**What to produce:** Could you scale the records from the line with "Spot the pedestrian" up to and including the line with "x=236, y=66" and give only those lines, requests included, with every x and y coordinate in the answers multiplied by 0.65? Round each result to a whole number, with halves going up.

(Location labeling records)
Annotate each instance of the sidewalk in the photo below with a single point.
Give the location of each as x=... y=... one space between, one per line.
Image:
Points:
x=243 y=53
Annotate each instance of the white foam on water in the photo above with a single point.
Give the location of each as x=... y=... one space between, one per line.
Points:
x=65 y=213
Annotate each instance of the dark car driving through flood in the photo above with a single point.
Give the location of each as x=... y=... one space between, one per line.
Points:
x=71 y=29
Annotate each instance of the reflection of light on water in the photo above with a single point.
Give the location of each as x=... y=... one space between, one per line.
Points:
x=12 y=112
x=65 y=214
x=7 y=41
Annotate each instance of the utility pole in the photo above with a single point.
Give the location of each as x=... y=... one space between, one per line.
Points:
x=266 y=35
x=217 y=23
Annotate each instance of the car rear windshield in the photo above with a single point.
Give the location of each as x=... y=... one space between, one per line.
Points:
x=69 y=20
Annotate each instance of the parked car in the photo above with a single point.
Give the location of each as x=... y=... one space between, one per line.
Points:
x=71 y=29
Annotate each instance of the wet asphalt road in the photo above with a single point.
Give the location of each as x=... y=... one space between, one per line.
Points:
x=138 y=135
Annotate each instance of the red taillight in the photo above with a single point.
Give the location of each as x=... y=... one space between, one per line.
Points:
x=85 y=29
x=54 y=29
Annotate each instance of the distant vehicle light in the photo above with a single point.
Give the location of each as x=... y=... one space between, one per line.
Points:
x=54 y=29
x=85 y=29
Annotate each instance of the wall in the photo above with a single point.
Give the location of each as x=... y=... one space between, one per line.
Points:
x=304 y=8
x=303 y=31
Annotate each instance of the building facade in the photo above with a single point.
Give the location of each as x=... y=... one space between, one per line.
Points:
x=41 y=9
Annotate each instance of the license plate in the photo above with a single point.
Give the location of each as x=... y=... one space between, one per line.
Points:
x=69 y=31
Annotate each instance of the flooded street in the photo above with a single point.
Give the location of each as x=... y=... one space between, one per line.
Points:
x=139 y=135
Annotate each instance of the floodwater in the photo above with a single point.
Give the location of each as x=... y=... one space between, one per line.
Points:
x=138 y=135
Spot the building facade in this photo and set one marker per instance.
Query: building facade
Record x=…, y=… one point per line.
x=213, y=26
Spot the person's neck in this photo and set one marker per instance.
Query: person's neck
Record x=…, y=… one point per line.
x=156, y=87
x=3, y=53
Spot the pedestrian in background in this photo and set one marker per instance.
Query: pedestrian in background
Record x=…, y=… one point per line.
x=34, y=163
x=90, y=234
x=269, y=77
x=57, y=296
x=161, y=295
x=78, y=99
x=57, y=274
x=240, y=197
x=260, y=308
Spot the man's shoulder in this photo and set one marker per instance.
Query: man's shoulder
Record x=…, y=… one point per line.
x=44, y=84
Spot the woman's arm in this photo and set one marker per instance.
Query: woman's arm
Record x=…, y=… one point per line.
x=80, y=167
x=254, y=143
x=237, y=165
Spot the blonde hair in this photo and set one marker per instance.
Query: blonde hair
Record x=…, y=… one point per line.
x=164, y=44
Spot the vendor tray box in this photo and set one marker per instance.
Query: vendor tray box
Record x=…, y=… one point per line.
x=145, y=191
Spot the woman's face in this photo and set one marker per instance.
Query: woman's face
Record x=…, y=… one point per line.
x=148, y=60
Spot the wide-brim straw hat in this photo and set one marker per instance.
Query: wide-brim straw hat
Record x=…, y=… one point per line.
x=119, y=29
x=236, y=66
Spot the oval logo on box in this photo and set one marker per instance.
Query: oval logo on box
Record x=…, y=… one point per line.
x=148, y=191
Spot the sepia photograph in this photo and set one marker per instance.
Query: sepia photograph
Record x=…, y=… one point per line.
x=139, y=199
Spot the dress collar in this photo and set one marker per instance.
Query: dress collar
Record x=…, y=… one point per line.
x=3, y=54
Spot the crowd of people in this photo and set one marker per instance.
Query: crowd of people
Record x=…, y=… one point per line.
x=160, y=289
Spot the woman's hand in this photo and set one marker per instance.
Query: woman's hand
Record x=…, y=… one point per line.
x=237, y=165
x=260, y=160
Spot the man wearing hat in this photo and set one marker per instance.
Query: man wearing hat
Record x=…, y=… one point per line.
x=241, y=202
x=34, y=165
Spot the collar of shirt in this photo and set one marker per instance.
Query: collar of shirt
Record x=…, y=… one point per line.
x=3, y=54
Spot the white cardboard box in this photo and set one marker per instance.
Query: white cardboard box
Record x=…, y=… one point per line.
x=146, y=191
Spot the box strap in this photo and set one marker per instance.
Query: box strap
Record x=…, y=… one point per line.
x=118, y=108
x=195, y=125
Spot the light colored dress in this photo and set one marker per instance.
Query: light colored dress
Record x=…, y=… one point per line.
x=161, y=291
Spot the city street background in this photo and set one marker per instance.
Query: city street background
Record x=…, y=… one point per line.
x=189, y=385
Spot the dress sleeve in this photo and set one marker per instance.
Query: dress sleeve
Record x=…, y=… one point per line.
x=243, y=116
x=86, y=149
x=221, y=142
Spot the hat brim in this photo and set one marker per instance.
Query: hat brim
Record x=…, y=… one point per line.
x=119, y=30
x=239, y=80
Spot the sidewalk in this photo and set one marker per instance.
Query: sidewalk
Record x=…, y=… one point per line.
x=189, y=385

**Reply:**
Spot the pedestrian in background in this photo and set one marker per instance.
Query: pedestrian in background
Record x=…, y=… one point per line.
x=22, y=106
x=59, y=152
x=175, y=50
x=37, y=192
x=105, y=192
x=51, y=64
x=37, y=178
x=156, y=128
x=169, y=200
Spot the man's shoulder in this photo and set one marker per instance.
Query: man's shoulder
Record x=…, y=… one point per line.
x=29, y=55
Spot the woman's arm in this photo and set one marker per instance.
Query: woman's arm
Record x=…, y=… one point per line.
x=52, y=109
x=165, y=93
x=154, y=107
Spot the blonde hair in this photo and set one marker per instance.
Query: blonde hair
Record x=…, y=… one point per line.
x=107, y=29
Spot the vendor tray box in this photo and set one marker per instance.
Query: vendor tray box
Record x=…, y=… one point per line.
x=94, y=124
Spot the woman's face in this photo and set one marker per instance.
Query: woman's face
Record x=…, y=… one point per line.
x=96, y=39
Spot the wide-brim straw hat in this photo and set one marker per instance.
Query: wide-brim straw hat
Record x=…, y=… one point per line.
x=77, y=19
x=153, y=43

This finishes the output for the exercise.